[Region pointing data]
Start of Block
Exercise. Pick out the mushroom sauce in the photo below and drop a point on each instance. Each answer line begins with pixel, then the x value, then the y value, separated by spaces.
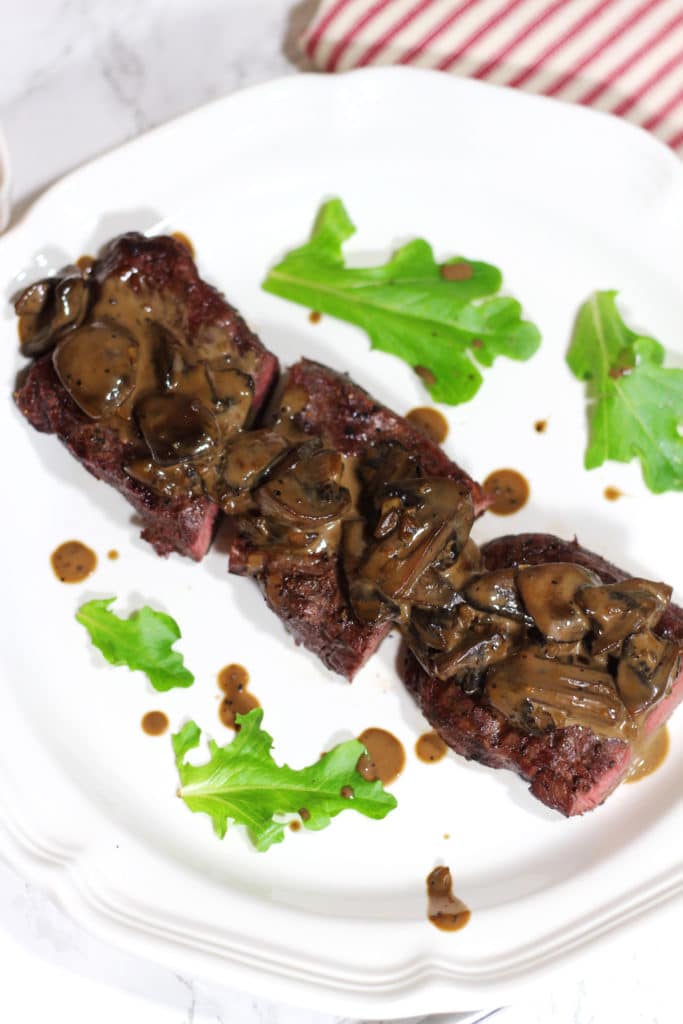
pixel 123 353
pixel 547 645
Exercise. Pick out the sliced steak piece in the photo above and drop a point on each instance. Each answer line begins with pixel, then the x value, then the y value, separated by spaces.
pixel 571 769
pixel 309 596
pixel 156 281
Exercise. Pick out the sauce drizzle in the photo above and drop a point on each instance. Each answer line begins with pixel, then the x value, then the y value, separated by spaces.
pixel 232 680
pixel 385 759
pixel 649 755
pixel 155 723
pixel 73 561
pixel 430 422
pixel 443 909
pixel 508 491
pixel 430 748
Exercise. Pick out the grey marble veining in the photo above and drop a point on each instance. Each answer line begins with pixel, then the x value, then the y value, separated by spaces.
pixel 77 78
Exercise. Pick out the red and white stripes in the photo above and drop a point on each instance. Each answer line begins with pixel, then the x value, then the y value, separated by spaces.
pixel 625 56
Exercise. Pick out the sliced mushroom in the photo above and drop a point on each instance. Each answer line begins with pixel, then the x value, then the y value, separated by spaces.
pixel 176 427
pixel 487 640
pixel 96 364
pixel 233 397
pixel 250 456
pixel 439 585
pixel 621 608
pixel 497 592
pixel 646 669
pixel 524 686
pixel 50 307
pixel 167 357
pixel 305 487
pixel 386 463
pixel 434 512
pixel 549 594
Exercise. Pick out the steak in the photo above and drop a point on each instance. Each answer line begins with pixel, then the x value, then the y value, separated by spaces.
pixel 140 273
pixel 569 769
pixel 309 596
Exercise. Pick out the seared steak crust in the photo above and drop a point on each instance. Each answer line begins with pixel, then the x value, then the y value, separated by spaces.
pixel 158 264
pixel 310 599
pixel 570 770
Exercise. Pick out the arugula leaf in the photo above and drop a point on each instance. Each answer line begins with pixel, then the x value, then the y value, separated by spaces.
pixel 241 782
pixel 141 641
pixel 636 403
pixel 408 306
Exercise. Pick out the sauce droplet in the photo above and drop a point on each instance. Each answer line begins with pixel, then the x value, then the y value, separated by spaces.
pixel 649 755
pixel 430 422
pixel 385 759
pixel 430 748
pixel 444 910
pixel 184 241
pixel 457 271
pixel 155 723
pixel 73 561
pixel 233 680
pixel 507 489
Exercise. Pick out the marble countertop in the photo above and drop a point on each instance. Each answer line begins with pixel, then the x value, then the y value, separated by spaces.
pixel 78 78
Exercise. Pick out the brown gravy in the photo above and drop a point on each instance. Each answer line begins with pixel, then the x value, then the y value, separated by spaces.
pixel 184 241
pixel 508 491
pixel 155 723
pixel 443 909
pixel 457 271
pixel 430 422
pixel 385 759
pixel 430 748
pixel 73 561
pixel 649 755
pixel 233 680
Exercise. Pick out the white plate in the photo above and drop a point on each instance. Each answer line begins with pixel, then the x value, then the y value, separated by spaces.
pixel 565 201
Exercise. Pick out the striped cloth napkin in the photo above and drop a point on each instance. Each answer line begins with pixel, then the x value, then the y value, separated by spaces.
pixel 625 56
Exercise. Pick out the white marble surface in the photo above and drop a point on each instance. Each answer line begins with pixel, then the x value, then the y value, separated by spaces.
pixel 77 77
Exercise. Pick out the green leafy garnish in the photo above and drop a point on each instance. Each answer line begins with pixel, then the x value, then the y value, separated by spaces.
pixel 637 403
pixel 241 782
pixel 142 641
pixel 408 306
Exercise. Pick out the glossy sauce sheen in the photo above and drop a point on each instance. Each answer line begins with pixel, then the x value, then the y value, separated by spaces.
pixel 443 909
pixel 184 241
pixel 430 748
pixel 508 491
pixel 649 755
pixel 73 561
pixel 429 422
pixel 155 723
pixel 233 680
pixel 385 759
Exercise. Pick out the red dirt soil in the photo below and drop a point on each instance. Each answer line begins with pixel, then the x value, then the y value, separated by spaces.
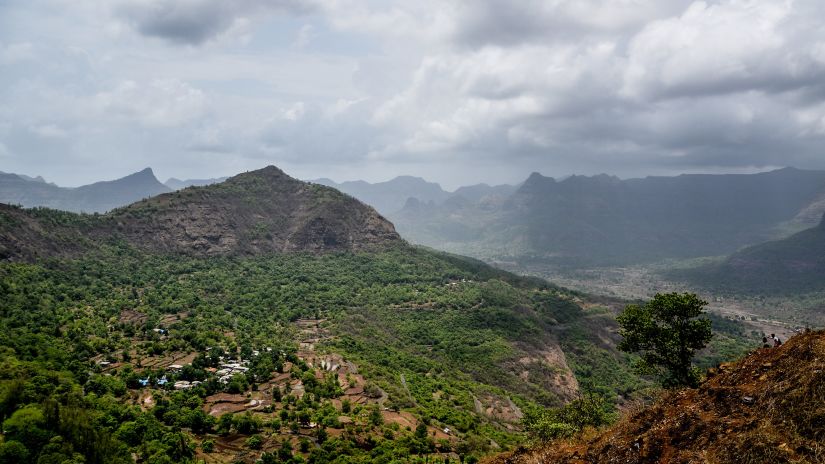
pixel 768 407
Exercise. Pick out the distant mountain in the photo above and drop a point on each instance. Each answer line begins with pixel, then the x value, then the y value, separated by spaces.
pixel 253 213
pixel 390 196
pixel 94 198
pixel 791 265
pixel 603 220
pixel 479 192
pixel 177 184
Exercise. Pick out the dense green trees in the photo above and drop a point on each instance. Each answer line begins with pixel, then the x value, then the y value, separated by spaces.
pixel 452 327
pixel 666 332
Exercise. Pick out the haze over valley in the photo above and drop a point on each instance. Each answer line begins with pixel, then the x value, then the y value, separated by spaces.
pixel 412 231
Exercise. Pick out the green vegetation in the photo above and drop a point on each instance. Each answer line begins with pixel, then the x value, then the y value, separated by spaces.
pixel 84 345
pixel 549 424
pixel 666 331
End of Block
> [TASK DESCRIPTION]:
Please, without any pictures, print each entry exactly.

> [TASK RESULT]:
Exercise. Pick out the mushroom sauce in the photo below and drop a point on each instance. Each answer line begins with pixel, then the x value, then the y value, separated by spaces.
pixel 123 353
pixel 547 645
Exercise. Pick out the sliced steak piece in the photo above and drop a point on each instance. Each answer line begins with pixel, then the x value, then the y value, separated by spaces.
pixel 571 769
pixel 309 596
pixel 156 281
Exercise. Pick out the sauce drizzle in the photo above and drop a point on each instance. Each answer line begins with pixel, then the x value, then the y value, separated by spaces.
pixel 232 680
pixel 385 759
pixel 649 755
pixel 155 723
pixel 73 561
pixel 430 422
pixel 443 909
pixel 508 491
pixel 430 748
Exercise. Pick out the grey marble veining in the photo above and drop a point on each instance. Each answer line begins with pixel, then the x value, then the y value, separated by spaces.
pixel 77 78
Exercise. Pick out the red and white stripes in the photo above and drop a point on each instance. Each answer line begins with pixel, then the x value, then the y value, separated by spaces.
pixel 625 56
Exercise. Pick out the sliced mushroom in the photo above and drop a point on each instance. Each answer line begins with pixel, then the x value, then the y value, separated by spaces.
pixel 176 427
pixel 487 640
pixel 96 364
pixel 233 397
pixel 250 456
pixel 439 585
pixel 621 608
pixel 497 592
pixel 646 669
pixel 524 686
pixel 50 307
pixel 167 357
pixel 305 487
pixel 386 463
pixel 434 512
pixel 549 594
Exercise. Pick out the steak in the photo above and drop a point on each instance. Each answer line begins with pixel, then the x value, then the y value, separated by spaces.
pixel 140 273
pixel 569 769
pixel 309 596
Exercise. Pick out the seared steak crust in the photo above and drop a point on each instance. Each answer line begins with pixel, then the x value, then the y value, separated by spaces.
pixel 158 264
pixel 310 599
pixel 570 770
Exercise. Pick out the arugula leaf in the photo above and drop a point on each instance. Each answer line begins with pixel, then the x value, then the y value, separated by spaces.
pixel 241 782
pixel 141 641
pixel 636 403
pixel 408 306
Exercise. Pick out the sauce droplet in the photo above and drop a point on each instance. Each answer line begins with pixel, then the x value, then the y value, separated by spaces.
pixel 649 755
pixel 430 422
pixel 385 759
pixel 430 748
pixel 444 910
pixel 184 241
pixel 457 271
pixel 155 723
pixel 73 561
pixel 233 680
pixel 507 489
Exercise. Pick out the marble countertop in the photo above and drop a point on each instance. Each answer line begins with pixel, then the x value, then the y value, separated by spaces.
pixel 78 78
Exercise. Pick out the brown gravy in the photo above and drop a point on each instance. Each answer line begins with pixel, then the x value, then the y value, separated by spaces.
pixel 184 241
pixel 508 491
pixel 155 723
pixel 443 909
pixel 457 271
pixel 430 422
pixel 385 759
pixel 430 748
pixel 73 561
pixel 649 755
pixel 233 680
Exercise. Pick out the white plate in the photo above and drop a point on each instance. Each answer line begins with pixel, then the x value, then the y value, separated by spaces.
pixel 565 201
Exercise. Pick out the striped cloth napkin in the photo above and drop a point on each instance. Each answer line begins with pixel, then the x value, then the y value, separated by spaces.
pixel 625 56
Exercise. Pick out the white marble surface in the photo above and drop a point on each instance. Each answer line begins with pixel, then the x value, then the y value, separated by spaces.
pixel 77 77
Exercise. Pick out the green leafy garnish in the photo above and drop a point on each instance. Each answer line begins with pixel, then the x value, then the y value, separated by spaces.
pixel 637 403
pixel 241 782
pixel 142 641
pixel 408 306
Exercise. Pick out the glossy sauce sheen in the photo above and drop a point on each instance. Each answer line begins with pixel, then the x value, then the y value, separated by spaces.
pixel 443 909
pixel 184 241
pixel 430 748
pixel 508 491
pixel 649 755
pixel 73 561
pixel 429 422
pixel 155 723
pixel 233 680
pixel 385 759
Exercise. Pick out the red dirt soil in the photo below and drop a point on each instance. Each answer line begins with pixel, then the x value, then the y value, separated by spaces.
pixel 768 407
Exercise. Pick out the distant mountain in the photo above and drop a point on each instance. Each answer line begins with pixel, then the x value, then the y value, separated by spaces.
pixel 253 213
pixel 390 196
pixel 94 198
pixel 791 265
pixel 603 220
pixel 479 192
pixel 177 184
Exercise. Pick out the dense green trees in the photo above and drop a point on each instance. Each answer line begins with pixel, then the x value, then the y value, separated by spaces.
pixel 452 327
pixel 666 332
Exercise. Pick out the haze over valley in the photo above and drop a point on each instance. Each answer line begins with pixel, then the x value, then the y value, separated by spaces.
pixel 412 231
Exercise. Pick out the green vegetation in the photo above and drop a point on each instance. Each answer line begins with pixel, then the x value, then the y value, separated by spaces.
pixel 84 345
pixel 549 424
pixel 666 331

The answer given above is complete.